Segment Start: RECORDS SUPPLIED

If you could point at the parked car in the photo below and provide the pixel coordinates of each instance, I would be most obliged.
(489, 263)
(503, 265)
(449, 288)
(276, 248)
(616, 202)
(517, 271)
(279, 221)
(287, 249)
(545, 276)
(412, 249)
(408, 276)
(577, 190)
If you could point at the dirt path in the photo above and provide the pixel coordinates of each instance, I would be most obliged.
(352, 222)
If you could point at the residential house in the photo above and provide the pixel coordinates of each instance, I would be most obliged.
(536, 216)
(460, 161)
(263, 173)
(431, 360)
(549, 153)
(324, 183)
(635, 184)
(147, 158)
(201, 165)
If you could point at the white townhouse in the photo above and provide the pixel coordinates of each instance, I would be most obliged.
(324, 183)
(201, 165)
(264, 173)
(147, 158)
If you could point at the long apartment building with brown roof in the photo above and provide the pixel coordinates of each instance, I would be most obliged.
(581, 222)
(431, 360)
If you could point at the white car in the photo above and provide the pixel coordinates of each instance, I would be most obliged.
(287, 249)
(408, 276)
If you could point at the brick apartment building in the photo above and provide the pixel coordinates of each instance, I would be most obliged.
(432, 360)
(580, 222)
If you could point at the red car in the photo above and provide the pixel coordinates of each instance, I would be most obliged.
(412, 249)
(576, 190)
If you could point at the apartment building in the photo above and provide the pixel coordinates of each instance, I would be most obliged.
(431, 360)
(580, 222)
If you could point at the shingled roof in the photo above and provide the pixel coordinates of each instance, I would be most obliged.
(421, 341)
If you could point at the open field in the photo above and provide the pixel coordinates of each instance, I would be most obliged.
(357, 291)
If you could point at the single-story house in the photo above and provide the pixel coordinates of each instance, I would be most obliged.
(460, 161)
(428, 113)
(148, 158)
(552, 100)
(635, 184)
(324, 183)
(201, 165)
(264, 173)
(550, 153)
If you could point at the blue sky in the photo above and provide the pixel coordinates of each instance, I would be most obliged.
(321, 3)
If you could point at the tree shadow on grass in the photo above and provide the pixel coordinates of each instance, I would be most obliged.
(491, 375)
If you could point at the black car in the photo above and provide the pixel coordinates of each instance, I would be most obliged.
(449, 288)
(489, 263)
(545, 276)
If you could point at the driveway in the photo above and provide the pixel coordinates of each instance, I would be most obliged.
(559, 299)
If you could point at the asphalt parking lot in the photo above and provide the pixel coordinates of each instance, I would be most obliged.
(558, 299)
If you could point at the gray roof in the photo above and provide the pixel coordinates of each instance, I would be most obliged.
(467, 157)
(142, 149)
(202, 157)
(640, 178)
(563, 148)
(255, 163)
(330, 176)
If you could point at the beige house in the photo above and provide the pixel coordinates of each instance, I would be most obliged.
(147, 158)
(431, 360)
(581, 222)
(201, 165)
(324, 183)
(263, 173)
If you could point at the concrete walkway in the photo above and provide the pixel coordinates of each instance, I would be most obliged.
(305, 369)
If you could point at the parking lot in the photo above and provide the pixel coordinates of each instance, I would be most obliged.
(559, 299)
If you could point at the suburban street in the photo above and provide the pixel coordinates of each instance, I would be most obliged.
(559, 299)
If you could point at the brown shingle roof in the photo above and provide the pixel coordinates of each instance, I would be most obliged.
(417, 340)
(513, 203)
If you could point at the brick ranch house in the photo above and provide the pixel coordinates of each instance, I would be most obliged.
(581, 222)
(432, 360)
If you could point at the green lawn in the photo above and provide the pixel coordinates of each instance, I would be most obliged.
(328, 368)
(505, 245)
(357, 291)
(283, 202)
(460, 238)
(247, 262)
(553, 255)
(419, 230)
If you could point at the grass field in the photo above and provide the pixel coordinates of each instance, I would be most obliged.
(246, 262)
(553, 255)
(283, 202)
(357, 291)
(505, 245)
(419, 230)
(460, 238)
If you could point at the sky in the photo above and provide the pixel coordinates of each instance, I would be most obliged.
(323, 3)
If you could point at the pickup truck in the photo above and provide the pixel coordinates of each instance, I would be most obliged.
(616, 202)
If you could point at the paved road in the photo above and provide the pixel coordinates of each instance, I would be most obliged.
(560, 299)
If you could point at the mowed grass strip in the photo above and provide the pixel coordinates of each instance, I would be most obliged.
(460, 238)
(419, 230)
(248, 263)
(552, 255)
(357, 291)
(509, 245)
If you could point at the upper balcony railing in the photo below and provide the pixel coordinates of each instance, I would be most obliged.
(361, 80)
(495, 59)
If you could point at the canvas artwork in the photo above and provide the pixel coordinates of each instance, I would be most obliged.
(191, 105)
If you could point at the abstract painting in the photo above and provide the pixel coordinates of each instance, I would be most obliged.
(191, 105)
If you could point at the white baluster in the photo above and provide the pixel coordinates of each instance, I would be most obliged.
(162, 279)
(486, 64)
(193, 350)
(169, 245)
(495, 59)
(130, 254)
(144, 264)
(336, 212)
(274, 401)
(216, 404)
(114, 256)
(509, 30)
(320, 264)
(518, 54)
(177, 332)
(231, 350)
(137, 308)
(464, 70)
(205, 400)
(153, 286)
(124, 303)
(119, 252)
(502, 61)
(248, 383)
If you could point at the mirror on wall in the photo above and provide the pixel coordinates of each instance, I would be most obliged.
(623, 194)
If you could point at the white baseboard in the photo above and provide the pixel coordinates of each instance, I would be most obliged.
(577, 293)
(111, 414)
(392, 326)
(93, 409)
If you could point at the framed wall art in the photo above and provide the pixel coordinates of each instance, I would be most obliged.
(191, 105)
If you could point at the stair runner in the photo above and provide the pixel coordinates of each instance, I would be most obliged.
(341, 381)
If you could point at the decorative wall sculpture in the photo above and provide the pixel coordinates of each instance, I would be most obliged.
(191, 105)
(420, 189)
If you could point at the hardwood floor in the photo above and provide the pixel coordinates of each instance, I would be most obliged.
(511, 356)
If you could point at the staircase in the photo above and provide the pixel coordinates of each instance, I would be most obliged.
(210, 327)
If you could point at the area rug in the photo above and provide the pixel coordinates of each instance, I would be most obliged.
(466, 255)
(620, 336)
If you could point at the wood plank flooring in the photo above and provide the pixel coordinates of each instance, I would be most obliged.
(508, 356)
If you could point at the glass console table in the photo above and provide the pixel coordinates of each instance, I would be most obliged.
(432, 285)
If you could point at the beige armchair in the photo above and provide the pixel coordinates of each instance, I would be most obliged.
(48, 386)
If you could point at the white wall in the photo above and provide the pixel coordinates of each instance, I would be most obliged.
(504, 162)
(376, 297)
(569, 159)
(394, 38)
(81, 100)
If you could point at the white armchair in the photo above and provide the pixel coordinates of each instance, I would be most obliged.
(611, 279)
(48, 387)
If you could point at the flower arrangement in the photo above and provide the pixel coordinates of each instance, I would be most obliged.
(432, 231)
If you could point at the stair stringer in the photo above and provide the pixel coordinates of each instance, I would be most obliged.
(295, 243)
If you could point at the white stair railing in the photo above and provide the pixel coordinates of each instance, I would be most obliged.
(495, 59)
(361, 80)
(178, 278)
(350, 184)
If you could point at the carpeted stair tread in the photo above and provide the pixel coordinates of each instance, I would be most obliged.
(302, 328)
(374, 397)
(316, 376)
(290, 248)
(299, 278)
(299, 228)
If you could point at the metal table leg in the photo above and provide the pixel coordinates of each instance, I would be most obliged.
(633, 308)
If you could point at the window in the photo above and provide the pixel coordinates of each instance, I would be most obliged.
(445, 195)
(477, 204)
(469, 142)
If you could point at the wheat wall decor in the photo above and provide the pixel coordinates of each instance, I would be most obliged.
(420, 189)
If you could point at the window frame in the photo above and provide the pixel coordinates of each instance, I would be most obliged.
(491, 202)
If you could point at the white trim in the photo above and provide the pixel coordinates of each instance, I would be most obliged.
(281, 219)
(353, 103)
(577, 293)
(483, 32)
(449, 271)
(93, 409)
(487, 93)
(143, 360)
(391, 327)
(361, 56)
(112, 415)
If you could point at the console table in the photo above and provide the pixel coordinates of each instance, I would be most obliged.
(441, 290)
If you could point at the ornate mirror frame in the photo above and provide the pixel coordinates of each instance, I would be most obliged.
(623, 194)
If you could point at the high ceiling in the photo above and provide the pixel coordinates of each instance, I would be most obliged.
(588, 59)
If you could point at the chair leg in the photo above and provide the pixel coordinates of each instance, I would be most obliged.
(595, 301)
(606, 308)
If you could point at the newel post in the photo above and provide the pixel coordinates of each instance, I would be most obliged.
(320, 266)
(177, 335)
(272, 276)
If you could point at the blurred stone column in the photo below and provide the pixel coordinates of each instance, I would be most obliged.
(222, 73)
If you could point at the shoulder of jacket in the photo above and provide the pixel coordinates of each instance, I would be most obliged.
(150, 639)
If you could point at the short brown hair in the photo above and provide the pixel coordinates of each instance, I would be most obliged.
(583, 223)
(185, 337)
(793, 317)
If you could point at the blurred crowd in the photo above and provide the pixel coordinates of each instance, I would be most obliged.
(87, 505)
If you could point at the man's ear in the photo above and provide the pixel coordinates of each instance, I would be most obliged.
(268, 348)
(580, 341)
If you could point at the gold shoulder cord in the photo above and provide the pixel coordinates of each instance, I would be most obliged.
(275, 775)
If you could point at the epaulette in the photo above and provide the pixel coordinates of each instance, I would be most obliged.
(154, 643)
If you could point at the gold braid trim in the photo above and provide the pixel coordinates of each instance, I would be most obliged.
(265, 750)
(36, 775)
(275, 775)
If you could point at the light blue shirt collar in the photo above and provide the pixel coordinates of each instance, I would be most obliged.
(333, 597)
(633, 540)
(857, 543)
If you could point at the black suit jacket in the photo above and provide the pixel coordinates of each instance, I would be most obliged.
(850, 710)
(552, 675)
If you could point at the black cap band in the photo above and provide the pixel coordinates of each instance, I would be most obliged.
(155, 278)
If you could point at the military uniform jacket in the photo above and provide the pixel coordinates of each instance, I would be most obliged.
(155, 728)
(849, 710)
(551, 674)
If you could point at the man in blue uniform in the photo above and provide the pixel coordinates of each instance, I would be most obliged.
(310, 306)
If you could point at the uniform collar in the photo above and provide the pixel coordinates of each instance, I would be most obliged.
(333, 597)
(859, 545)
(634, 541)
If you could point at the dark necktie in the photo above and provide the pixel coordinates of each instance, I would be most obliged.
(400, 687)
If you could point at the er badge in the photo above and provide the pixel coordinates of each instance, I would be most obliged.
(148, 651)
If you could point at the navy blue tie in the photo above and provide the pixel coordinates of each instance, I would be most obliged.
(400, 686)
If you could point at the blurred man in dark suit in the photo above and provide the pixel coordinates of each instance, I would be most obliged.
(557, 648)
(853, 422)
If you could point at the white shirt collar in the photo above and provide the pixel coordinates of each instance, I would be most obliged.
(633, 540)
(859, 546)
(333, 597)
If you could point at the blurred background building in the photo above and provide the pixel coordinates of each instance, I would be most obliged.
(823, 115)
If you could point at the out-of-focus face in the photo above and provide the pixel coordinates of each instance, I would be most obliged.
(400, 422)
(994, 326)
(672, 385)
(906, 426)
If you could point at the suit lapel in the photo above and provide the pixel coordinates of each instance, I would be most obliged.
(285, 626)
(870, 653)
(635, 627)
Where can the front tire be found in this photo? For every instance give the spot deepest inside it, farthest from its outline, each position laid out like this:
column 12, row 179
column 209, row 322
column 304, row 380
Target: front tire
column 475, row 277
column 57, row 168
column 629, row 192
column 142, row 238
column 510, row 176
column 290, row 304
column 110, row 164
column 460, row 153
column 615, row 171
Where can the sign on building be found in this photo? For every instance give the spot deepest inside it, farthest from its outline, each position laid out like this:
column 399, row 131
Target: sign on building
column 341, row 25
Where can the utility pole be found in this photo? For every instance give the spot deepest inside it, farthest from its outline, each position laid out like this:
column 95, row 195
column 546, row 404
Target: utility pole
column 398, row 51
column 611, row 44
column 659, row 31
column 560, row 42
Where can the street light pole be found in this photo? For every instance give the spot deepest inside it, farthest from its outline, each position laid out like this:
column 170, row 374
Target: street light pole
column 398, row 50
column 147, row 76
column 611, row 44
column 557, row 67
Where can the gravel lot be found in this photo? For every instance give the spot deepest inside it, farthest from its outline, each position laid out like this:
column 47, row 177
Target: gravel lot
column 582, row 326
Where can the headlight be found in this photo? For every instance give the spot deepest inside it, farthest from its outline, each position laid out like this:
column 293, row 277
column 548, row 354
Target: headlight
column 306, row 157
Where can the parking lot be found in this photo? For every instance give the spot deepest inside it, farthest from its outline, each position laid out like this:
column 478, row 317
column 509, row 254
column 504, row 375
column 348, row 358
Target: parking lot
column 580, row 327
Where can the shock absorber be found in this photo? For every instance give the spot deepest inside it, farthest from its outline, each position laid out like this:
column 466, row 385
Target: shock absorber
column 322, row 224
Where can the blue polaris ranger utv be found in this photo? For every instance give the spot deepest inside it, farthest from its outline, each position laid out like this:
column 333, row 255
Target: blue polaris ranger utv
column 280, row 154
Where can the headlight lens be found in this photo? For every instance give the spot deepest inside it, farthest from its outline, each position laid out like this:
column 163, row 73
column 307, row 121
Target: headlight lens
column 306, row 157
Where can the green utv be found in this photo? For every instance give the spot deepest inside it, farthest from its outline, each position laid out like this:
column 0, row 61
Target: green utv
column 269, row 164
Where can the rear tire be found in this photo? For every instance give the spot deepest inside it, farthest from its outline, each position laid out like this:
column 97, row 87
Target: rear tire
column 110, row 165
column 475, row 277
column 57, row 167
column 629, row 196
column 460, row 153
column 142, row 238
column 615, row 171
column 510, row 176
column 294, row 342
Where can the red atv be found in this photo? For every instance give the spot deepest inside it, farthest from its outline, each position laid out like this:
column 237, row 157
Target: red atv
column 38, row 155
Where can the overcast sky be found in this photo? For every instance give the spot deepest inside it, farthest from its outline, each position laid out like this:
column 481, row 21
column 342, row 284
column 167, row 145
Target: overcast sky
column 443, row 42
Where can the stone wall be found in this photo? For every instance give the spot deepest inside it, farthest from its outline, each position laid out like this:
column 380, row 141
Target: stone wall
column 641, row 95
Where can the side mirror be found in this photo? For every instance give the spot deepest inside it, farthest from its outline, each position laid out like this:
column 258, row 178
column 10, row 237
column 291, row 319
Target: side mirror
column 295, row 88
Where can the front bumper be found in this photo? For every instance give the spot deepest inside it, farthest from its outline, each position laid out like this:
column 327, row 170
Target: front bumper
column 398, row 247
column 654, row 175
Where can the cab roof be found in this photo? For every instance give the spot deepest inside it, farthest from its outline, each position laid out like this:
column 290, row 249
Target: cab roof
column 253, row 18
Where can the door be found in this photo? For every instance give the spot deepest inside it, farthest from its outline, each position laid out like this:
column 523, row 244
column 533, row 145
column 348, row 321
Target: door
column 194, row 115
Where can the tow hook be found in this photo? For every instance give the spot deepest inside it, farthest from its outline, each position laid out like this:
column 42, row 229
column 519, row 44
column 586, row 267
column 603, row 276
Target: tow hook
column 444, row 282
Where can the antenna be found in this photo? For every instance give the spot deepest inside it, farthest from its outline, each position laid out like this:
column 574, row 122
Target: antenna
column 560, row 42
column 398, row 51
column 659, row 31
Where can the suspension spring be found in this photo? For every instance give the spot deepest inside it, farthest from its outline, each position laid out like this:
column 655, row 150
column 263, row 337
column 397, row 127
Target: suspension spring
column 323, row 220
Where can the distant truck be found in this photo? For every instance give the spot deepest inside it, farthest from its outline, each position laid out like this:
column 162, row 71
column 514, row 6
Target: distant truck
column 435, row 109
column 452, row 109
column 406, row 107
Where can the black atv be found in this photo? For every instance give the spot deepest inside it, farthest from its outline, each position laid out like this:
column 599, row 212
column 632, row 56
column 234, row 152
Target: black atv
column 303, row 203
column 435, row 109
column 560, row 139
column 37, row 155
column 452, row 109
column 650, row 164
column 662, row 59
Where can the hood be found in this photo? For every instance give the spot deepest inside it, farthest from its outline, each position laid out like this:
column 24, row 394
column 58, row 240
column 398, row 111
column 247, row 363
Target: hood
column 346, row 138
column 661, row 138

Segment End: RECORDS SUPPLIED

- **TASK OBJECTIVE**:
Quote the data above from the line containing "Where can the headlight be" to the line containing "column 504, row 375", inclusive, and stop.

- **FINISHED TASK**:
Where can the headlight be found in this photo? For every instance give the spot deepest inside it, farthest from its outline, each position laid out like this:
column 293, row 277
column 548, row 354
Target: headlight
column 306, row 157
Where can the parking lot be found in this photo? For every instance give the spot deepest inside it, farthest from its outline, each position laid out like this:
column 478, row 317
column 509, row 254
column 504, row 375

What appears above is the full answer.